— Text excerpt —
------------

Discipline: Biological Sciences
Subcategory: Cell and Molecular Biology
Shana Bergman - New College of Florida
Co-Author(s): Timothy Lezon, University of Pittsburgh, Pittsburgh, PA
HIV is a lentivirus that causes acquired immunodeficiency syndrome (AIDS), which is responsible for millions of deaths annually and has a high resilience to treatment. The HIV capsid, composed of approximately 1300 identical capsid proteins, houses the viral genome. If the capsid cannot dissociate properly or prematurely uncoats, the released viral genome will be unable to infect the cell. This study focuses on isolating structural factors that are critical to the proper uncoating of the capsid. We use an elastic network model to predict the dynamics of the capsid and then, through systematic perturbations, study each residue’s contribution to the overall motion of the capsid. We study the inferred dynamics of the capsomer to determine co-moving structures, which provide the foundation for creating a scheme to coarse-grain the structure while preserving its global motions. We find that perturbation scanning of the coarse-grained model agrees with known influences on capsid stability.
Funder Acknowledgement(s): National Science Foundation under Grant DBI-1263020, Department of Defense in partnership with the NSF REU program.
Faculty Advisor: Timothy R. Lezon,

------------

— Stored data —
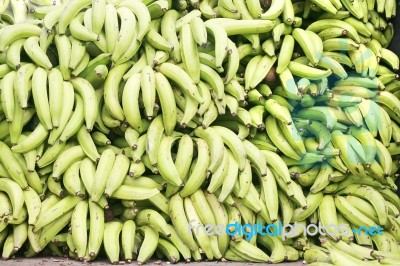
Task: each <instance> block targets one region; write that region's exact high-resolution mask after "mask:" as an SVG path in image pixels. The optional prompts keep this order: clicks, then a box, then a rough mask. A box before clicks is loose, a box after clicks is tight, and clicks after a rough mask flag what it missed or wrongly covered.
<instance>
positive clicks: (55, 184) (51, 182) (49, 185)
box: [46, 176, 65, 197]
mask: <svg viewBox="0 0 400 266" xmlns="http://www.w3.org/2000/svg"><path fill="white" fill-rule="evenodd" d="M46 177H47V183H46V185H47V188H48V190H49V191H50V192H51V193H53V194H54V195H57V196H59V197H64V194H65V191H64V189H63V187H62V186H61V183H60V182H56V181H55V180H54V179H53V178H48V176H46Z"/></svg>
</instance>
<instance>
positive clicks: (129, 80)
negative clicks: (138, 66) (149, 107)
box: [122, 74, 142, 130]
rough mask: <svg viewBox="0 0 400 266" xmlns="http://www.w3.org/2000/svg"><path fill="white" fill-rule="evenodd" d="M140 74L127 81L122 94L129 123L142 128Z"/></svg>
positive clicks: (123, 112) (128, 78)
mask: <svg viewBox="0 0 400 266" xmlns="http://www.w3.org/2000/svg"><path fill="white" fill-rule="evenodd" d="M139 93H140V74H133V75H132V76H130V77H129V78H128V80H127V81H126V83H125V86H124V91H123V94H122V109H123V113H124V114H125V117H126V120H127V121H128V123H129V125H130V126H131V127H132V128H134V129H136V130H140V129H141V128H142V122H141V121H142V120H141V115H140V111H139Z"/></svg>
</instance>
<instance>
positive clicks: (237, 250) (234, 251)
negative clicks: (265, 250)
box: [230, 240, 270, 262]
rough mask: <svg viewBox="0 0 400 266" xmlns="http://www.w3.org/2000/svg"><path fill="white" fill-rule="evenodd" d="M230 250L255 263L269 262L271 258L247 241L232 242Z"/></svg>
mask: <svg viewBox="0 0 400 266" xmlns="http://www.w3.org/2000/svg"><path fill="white" fill-rule="evenodd" d="M230 248H231V249H232V250H233V251H234V252H235V253H236V254H238V255H239V256H242V257H244V258H245V259H246V260H250V261H253V262H267V261H270V257H269V256H268V255H267V254H266V253H264V252H263V251H262V250H261V249H259V248H258V247H257V246H254V245H252V244H250V243H249V242H247V241H243V240H242V241H231V242H230Z"/></svg>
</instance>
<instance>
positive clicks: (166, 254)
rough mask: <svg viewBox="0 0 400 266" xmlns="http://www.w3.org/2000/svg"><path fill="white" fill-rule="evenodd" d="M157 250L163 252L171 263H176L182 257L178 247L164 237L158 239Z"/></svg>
mask: <svg viewBox="0 0 400 266" xmlns="http://www.w3.org/2000/svg"><path fill="white" fill-rule="evenodd" d="M156 252H161V253H162V254H163V255H164V256H165V257H166V258H167V259H168V261H170V262H171V263H176V262H177V261H179V259H180V255H179V251H178V249H177V248H176V247H175V246H174V245H173V244H172V243H170V242H169V241H168V240H166V239H164V238H159V239H158V246H157V250H156Z"/></svg>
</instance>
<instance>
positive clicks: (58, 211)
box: [33, 196, 82, 233]
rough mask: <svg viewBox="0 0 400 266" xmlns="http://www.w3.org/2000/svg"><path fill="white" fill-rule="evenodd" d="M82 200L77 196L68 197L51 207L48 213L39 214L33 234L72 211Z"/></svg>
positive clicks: (59, 201) (45, 212) (53, 205)
mask: <svg viewBox="0 0 400 266" xmlns="http://www.w3.org/2000/svg"><path fill="white" fill-rule="evenodd" d="M81 200H82V199H81V198H80V197H76V196H66V197H65V198H63V199H61V200H60V201H59V202H57V203H56V204H54V205H53V206H51V207H49V208H48V209H47V212H45V213H40V214H39V216H38V218H37V221H36V224H35V227H34V228H33V232H34V233H36V232H39V230H40V229H42V228H44V227H45V226H46V225H49V224H50V223H51V222H53V221H55V220H56V219H58V218H60V217H61V216H63V214H65V213H67V212H69V211H70V210H72V209H73V208H74V207H75V206H76V205H77V204H78V203H79V202H80V201H81ZM42 208H43V205H42Z"/></svg>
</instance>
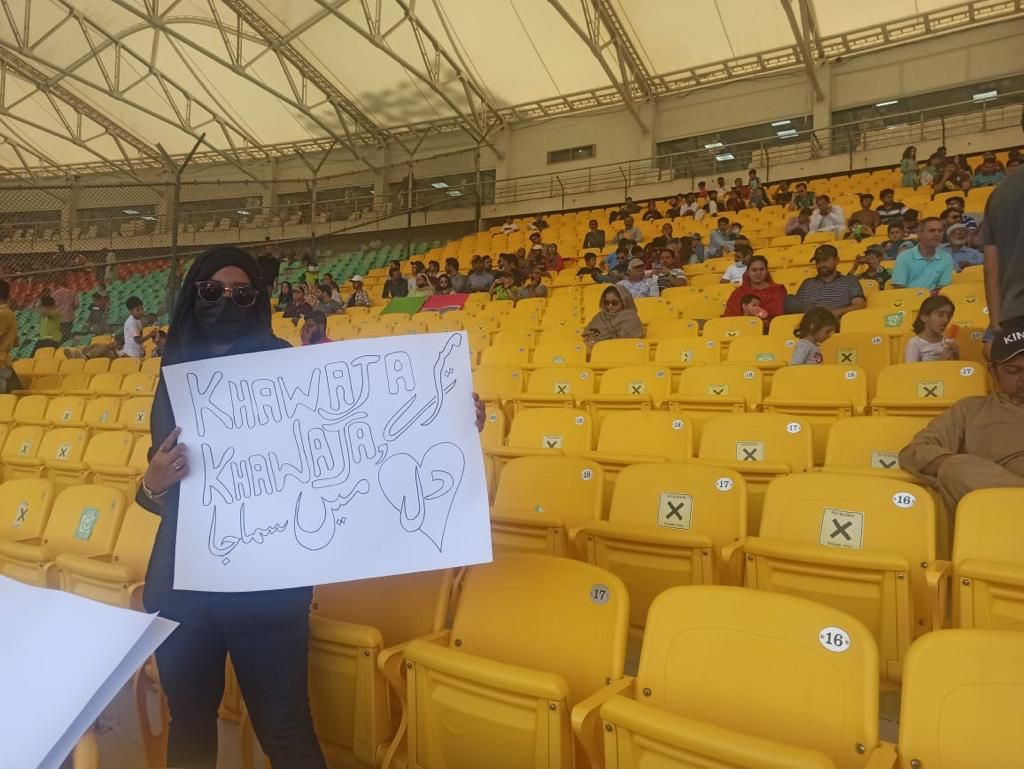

------------

— What you should do —
According to the HIV capsid abstract, roughly how many capsid proteins make up the HIV capsid? The data comes from a separate source, unrelated to the text.

— Solution to this exercise —
Approximately 1300 identical capsid proteins.